(Stored data entries)
◆ ◆ ◆ ◆ ◆
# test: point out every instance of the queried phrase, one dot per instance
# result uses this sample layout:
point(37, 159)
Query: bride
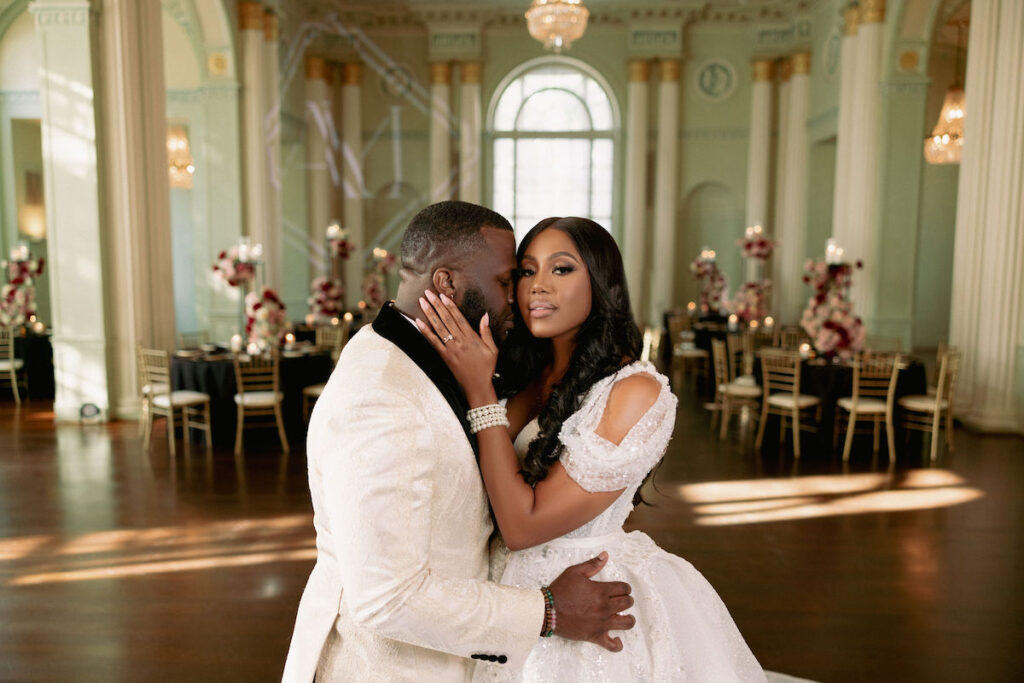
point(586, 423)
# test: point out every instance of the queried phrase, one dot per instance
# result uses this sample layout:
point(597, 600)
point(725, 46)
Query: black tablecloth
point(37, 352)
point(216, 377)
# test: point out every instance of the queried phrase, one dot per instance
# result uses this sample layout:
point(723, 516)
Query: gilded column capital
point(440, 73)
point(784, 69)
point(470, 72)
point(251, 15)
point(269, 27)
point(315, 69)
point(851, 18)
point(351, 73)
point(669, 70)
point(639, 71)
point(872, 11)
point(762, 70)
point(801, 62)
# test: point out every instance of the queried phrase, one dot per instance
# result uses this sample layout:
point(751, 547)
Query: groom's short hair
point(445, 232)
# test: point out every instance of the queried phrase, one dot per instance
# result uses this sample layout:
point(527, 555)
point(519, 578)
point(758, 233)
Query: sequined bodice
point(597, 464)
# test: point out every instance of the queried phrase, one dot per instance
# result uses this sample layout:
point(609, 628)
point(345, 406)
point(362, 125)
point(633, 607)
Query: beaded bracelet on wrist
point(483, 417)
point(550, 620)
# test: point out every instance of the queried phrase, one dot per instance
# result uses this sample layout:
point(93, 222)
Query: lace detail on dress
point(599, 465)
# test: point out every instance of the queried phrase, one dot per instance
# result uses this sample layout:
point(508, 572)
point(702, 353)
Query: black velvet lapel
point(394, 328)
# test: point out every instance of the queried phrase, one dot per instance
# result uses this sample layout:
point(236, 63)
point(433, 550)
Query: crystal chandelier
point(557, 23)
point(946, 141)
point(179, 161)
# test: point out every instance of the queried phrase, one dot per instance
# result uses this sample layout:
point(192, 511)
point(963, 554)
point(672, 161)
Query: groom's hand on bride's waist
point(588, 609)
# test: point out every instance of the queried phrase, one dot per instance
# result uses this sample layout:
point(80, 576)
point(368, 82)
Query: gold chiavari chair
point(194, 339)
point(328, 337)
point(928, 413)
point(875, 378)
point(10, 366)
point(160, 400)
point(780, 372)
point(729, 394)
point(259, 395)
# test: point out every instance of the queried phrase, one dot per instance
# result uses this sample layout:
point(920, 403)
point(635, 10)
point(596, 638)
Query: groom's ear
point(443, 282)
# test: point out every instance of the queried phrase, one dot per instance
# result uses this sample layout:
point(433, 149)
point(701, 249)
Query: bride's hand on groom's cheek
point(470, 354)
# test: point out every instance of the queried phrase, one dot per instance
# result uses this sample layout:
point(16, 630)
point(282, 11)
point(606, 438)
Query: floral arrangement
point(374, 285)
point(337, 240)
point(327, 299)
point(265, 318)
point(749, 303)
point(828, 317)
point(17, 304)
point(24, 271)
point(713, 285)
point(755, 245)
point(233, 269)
◆ ◆ ◆ ◆ ◆
Short problem >> From the listing above, print every entry precisely and drop the pictures.

Expected answer >>
# test: point out every instance of the queried phrase, one dot per instance
# result uses this sample layout:
point(37, 159)
Query: bride
point(586, 423)
# test: point out every instance of the queried phrase, one dot per instance
# result uses this sample layout:
point(597, 600)
point(725, 46)
Query: black tablecloth
point(37, 352)
point(216, 377)
# test: point out every instance of the queried phrase, one dot per instance
# result uses this sample layout:
point(723, 516)
Query: gilded column capital
point(440, 73)
point(784, 69)
point(470, 72)
point(251, 15)
point(269, 27)
point(315, 69)
point(851, 18)
point(351, 73)
point(669, 70)
point(639, 71)
point(872, 11)
point(762, 70)
point(801, 62)
# test: point out every instance of the queried phrase, one dot per instance
# result uses this sample layout:
point(751, 547)
Query: groom's short hair
point(445, 232)
# test: point out every instance of the queried phrase, one dot per instance
# result uses this sample layout:
point(527, 555)
point(519, 578)
point(758, 233)
Query: sequined bodice
point(597, 464)
# test: point out every instance of the queried phrase, one dot per instance
# result uses this sample layout:
point(609, 628)
point(345, 406)
point(362, 125)
point(633, 607)
Query: beaded bracelet on wrist
point(483, 417)
point(550, 620)
# test: point out every instance of the queried phrase, one dot per instance
# result uses this sample layout:
point(93, 222)
Query: lace detail on dress
point(599, 465)
# test: point out every instance of the queried phrase, one dot per instance
# result uses this sample layout:
point(508, 572)
point(702, 353)
Query: black velvet lapel
point(394, 328)
# test: point out every instance of the queried phrase, one dot per instance
# result uses this sample layout:
point(236, 63)
point(433, 550)
Query: crystal chandelier
point(557, 23)
point(946, 141)
point(179, 161)
# test: point out every instance of the queried phrase, one dot per instance
# result uses this sample layout:
point(192, 511)
point(963, 554)
point(672, 161)
Query: groom's hand on bride's waist
point(588, 609)
# test: point out every instance of the queried phrase, one dot per instance
# result uses this sample layout:
point(80, 576)
point(368, 82)
Query: gold chiavari chair
point(194, 339)
point(328, 337)
point(928, 413)
point(875, 378)
point(10, 366)
point(160, 400)
point(780, 372)
point(729, 394)
point(259, 395)
# test: point out every instance of the queried phrase, one dot per instance
# result uses this sample layout:
point(920, 403)
point(635, 10)
point(596, 638)
Query: groom's ear
point(443, 282)
# test: point out every instance of the queried phrase, one dot per instance
# result uses this sample layout:
point(433, 149)
point(701, 249)
Query: bride's hand on groom's cheek
point(470, 354)
# test: point out every instance of the queried phrase, one dot per instance
# result uses this sample layout:
point(16, 630)
point(282, 11)
point(606, 438)
Query: floral arrangement
point(374, 285)
point(337, 240)
point(327, 299)
point(265, 318)
point(749, 303)
point(828, 317)
point(17, 304)
point(24, 271)
point(713, 285)
point(755, 245)
point(233, 269)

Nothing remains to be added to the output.